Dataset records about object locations

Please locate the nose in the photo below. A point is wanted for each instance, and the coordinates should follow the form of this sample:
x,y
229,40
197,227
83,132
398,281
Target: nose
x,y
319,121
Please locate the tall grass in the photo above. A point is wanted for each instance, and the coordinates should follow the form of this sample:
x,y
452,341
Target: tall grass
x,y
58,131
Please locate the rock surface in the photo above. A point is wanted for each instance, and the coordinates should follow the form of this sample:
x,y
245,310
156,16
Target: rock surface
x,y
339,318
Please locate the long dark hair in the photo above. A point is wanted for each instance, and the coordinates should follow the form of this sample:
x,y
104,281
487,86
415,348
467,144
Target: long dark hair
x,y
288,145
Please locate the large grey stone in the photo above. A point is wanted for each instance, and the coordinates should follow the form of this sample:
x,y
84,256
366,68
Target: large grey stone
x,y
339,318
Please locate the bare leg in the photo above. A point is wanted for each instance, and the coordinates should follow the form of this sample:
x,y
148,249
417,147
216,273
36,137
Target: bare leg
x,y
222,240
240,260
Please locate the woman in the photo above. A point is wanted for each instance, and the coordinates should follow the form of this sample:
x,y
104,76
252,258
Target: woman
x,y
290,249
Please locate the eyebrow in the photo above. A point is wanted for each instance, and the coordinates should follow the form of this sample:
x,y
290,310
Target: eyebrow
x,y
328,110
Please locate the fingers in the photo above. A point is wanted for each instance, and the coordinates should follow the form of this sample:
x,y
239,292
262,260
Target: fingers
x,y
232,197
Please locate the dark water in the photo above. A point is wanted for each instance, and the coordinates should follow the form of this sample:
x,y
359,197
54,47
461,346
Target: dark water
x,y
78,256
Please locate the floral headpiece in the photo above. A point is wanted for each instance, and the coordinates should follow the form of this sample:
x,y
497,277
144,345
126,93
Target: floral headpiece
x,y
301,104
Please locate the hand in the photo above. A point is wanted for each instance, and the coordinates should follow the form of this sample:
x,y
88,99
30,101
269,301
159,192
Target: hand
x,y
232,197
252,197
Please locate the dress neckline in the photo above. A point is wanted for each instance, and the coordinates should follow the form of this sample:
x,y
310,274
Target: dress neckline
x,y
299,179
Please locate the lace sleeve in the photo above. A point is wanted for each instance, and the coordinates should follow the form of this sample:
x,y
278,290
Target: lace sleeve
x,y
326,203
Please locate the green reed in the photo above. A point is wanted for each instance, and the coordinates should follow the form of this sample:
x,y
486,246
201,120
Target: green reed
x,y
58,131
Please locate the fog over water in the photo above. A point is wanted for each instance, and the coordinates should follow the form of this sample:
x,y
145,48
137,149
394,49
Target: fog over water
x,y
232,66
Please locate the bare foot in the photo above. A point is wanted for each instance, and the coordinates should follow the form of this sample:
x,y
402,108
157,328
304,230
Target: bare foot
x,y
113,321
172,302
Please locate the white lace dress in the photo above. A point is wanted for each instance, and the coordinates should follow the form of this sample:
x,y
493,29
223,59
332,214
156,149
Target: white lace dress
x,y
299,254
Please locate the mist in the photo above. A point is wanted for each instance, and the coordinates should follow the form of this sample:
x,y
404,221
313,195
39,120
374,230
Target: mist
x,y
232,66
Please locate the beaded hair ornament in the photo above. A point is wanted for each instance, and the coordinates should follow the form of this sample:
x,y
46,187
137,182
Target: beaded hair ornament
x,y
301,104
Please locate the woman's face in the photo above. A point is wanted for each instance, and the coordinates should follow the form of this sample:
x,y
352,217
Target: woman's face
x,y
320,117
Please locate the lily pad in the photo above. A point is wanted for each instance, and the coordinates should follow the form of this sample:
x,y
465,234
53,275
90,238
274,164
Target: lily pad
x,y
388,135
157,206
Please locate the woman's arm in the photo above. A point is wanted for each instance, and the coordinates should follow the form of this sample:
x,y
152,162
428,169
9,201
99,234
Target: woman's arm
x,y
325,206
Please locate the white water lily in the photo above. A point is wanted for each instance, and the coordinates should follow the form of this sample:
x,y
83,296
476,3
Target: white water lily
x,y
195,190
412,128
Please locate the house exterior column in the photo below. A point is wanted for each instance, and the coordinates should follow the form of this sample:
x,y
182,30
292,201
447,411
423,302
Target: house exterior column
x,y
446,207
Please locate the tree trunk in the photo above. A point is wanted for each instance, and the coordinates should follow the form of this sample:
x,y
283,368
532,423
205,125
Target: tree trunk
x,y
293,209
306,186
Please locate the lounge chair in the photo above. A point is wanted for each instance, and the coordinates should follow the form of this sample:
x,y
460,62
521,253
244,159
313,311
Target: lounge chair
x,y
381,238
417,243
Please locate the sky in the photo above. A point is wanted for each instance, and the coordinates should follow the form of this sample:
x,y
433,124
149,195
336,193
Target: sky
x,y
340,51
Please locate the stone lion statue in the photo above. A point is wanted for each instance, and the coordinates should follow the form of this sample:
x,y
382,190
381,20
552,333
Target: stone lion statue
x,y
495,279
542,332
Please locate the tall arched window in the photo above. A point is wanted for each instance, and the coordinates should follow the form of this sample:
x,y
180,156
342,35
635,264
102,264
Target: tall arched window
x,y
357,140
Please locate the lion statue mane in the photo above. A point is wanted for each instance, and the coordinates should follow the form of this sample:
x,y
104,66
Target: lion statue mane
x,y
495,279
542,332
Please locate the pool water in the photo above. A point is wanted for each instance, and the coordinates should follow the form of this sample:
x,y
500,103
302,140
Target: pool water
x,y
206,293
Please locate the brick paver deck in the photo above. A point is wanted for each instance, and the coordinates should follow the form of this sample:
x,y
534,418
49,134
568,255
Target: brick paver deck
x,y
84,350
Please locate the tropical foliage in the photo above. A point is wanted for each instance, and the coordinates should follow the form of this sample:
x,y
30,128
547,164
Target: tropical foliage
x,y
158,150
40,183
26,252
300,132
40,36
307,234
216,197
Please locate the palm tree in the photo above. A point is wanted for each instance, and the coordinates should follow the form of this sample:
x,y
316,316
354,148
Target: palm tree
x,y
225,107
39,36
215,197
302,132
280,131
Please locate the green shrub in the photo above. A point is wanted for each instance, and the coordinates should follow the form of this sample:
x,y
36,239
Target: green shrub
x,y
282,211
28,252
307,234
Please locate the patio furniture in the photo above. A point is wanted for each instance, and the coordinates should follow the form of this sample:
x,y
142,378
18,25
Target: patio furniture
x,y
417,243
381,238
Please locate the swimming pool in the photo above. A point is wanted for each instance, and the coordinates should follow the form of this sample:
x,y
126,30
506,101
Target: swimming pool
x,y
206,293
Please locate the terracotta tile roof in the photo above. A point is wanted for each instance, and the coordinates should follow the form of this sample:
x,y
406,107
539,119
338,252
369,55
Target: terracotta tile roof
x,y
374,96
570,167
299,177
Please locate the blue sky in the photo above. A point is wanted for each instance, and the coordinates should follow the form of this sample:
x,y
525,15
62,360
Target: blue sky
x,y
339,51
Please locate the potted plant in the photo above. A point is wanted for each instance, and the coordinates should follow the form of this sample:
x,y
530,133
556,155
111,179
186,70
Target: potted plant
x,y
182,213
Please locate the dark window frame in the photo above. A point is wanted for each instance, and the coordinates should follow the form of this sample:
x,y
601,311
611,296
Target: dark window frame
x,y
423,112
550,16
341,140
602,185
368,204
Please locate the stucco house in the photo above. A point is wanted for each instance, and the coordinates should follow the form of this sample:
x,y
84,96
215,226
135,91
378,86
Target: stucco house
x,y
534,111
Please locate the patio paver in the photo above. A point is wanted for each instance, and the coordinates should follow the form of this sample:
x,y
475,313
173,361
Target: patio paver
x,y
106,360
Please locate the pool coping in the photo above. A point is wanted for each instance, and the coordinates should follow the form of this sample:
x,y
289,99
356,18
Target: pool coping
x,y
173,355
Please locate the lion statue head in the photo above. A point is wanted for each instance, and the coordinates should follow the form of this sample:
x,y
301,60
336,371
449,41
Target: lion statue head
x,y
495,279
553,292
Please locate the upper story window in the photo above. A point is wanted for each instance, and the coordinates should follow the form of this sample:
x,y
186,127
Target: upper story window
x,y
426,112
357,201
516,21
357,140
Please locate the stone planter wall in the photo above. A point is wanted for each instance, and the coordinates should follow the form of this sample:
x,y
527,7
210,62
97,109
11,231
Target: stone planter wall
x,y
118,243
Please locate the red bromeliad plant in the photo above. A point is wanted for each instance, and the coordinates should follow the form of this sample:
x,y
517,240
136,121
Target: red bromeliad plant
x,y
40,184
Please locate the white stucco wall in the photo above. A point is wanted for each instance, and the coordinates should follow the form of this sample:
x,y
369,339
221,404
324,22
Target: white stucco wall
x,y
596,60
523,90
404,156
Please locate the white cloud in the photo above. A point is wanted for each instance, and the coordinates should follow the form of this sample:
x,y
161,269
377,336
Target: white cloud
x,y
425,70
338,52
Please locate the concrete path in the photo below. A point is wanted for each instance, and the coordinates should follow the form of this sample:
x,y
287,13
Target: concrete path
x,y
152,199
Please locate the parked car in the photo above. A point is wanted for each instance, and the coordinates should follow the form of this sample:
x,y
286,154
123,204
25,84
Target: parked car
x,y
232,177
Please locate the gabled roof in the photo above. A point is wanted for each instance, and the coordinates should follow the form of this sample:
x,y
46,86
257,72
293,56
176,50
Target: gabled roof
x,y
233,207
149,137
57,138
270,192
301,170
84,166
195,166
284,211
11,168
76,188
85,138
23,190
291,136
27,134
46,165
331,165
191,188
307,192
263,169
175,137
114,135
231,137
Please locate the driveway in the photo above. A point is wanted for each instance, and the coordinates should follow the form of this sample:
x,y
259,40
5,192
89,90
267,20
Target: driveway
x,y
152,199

§ **What is asked**: Print exactly the lines above, starting at the line that contains "Please locate the white stucco" and ending with the last line of the records, both included.

§ **Written answer**:
Please locate the white stucco wall in the photo above. A point is wanted for each instance, and the coordinates should follow the form of this sample:
x,y
369,339
221,404
324,22
Target: white stucco wall
x,y
596,60
523,90
404,156
Please locate the white cloud in the photo above. A point is wanted for each instance, and the coordinates should follow the form of this sample:
x,y
161,269
377,336
Target: white cloud
x,y
425,70
338,52
Please locate the concrete path in the photo below. A point is wanted for each instance, and the coordinates should follow the form of this sample:
x,y
287,13
Target: concrete path
x,y
152,199
Please locate the parked car in the photo above. A point is wanted for each instance, and the coordinates should follow the form of this sample:
x,y
286,154
123,204
25,84
Target: parked car
x,y
232,177
Please locate the gabled roof in the photo above. A point is wanted for each instance, and the coordinates should follow the form of this sample:
x,y
46,86
257,72
293,56
176,50
Target: gabled roof
x,y
233,207
149,137
57,138
270,192
301,170
84,166
195,166
284,211
11,168
76,188
85,138
23,190
291,136
27,134
46,165
331,165
191,188
307,192
263,169
175,137
114,135
231,137
Please locate the driveway in the photo above. A point is wanted for each instance, and the coordinates should follow the form of this sample:
x,y
259,40
5,192
89,90
267,20
Target: driveway
x,y
152,199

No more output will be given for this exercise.